Exercise — Give every line of the material again, exactly as written.

(Recorded data)
########################################
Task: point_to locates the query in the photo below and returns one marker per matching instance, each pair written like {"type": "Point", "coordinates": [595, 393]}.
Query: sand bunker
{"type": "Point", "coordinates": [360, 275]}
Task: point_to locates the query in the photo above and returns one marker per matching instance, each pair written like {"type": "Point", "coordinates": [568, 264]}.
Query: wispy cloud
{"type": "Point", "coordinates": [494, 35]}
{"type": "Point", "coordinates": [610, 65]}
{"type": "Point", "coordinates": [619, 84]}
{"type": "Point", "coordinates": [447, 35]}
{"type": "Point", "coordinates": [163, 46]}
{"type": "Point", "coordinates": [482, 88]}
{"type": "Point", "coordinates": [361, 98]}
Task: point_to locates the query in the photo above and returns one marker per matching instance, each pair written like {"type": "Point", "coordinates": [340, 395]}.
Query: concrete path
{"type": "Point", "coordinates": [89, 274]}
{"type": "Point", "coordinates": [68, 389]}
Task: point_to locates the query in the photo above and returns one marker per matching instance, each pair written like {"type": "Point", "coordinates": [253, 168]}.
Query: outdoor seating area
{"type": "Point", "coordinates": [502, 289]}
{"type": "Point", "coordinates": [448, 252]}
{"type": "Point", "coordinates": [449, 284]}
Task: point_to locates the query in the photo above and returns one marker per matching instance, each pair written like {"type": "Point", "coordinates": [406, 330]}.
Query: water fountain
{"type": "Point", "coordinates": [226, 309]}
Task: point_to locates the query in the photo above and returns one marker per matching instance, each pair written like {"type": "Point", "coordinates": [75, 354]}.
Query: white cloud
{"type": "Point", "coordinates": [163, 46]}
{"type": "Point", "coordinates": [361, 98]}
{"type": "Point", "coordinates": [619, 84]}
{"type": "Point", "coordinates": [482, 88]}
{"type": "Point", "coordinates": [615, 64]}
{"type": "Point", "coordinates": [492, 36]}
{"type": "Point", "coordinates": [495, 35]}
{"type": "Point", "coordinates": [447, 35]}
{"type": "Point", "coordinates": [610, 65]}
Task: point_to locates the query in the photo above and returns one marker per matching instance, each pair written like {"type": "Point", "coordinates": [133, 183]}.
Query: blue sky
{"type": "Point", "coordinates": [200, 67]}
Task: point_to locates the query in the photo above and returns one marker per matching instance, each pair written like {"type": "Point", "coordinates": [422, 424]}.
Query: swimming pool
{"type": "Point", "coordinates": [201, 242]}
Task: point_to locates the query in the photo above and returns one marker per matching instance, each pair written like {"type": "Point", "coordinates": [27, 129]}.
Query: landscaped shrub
########################################
Completed exercise —
Task: point_to locates the query in the photo below and returns one marker per matching instance, each pair written like {"type": "Point", "coordinates": [595, 393]}.
Query: sand bunker
{"type": "Point", "coordinates": [360, 275]}
Task: point_to locates the query in the photo above and returns one marker per matching instance, each pair written like {"type": "Point", "coordinates": [568, 264]}.
Query: wispy cloud
{"type": "Point", "coordinates": [494, 35]}
{"type": "Point", "coordinates": [610, 65]}
{"type": "Point", "coordinates": [619, 84]}
{"type": "Point", "coordinates": [447, 35]}
{"type": "Point", "coordinates": [163, 46]}
{"type": "Point", "coordinates": [482, 88]}
{"type": "Point", "coordinates": [361, 98]}
Task: point_to locates the query in the photo above and returns one marker per matching instance, each pair written like {"type": "Point", "coordinates": [340, 395]}.
Query: concrete path
{"type": "Point", "coordinates": [89, 274]}
{"type": "Point", "coordinates": [68, 389]}
Task: point_to locates the query in the photo above and returns one marker per matching instance, each pair written like {"type": "Point", "coordinates": [253, 168]}.
Query: outdoor seating area
{"type": "Point", "coordinates": [502, 289]}
{"type": "Point", "coordinates": [448, 252]}
{"type": "Point", "coordinates": [449, 284]}
Task: point_to locates the query in the photo above and returns one marker per matching instance, each pair written like {"type": "Point", "coordinates": [406, 330]}.
Query: water fountain
{"type": "Point", "coordinates": [226, 309]}
Task: point_to locates the query in the photo above and returns one marker per matching instance, each pair written like {"type": "Point", "coordinates": [75, 354]}.
Query: white cloud
{"type": "Point", "coordinates": [163, 46]}
{"type": "Point", "coordinates": [361, 98]}
{"type": "Point", "coordinates": [619, 84]}
{"type": "Point", "coordinates": [482, 88]}
{"type": "Point", "coordinates": [615, 64]}
{"type": "Point", "coordinates": [492, 36]}
{"type": "Point", "coordinates": [495, 35]}
{"type": "Point", "coordinates": [447, 35]}
{"type": "Point", "coordinates": [610, 65]}
Task: point_to locates the query in the photo above and returns one marker per matching instance, each pair written like {"type": "Point", "coordinates": [133, 183]}.
Query: blue sky
{"type": "Point", "coordinates": [200, 67]}
Task: point_to locates the query in the photo above and returns one marker per matching instance, each pair written like {"type": "Point", "coordinates": [422, 424]}.
Query: swimming pool
{"type": "Point", "coordinates": [201, 242]}
Task: point_to locates the query in the photo above and returns one marker per matching instance, each pair written like {"type": "Point", "coordinates": [27, 129]}.
Query: landscaped shrub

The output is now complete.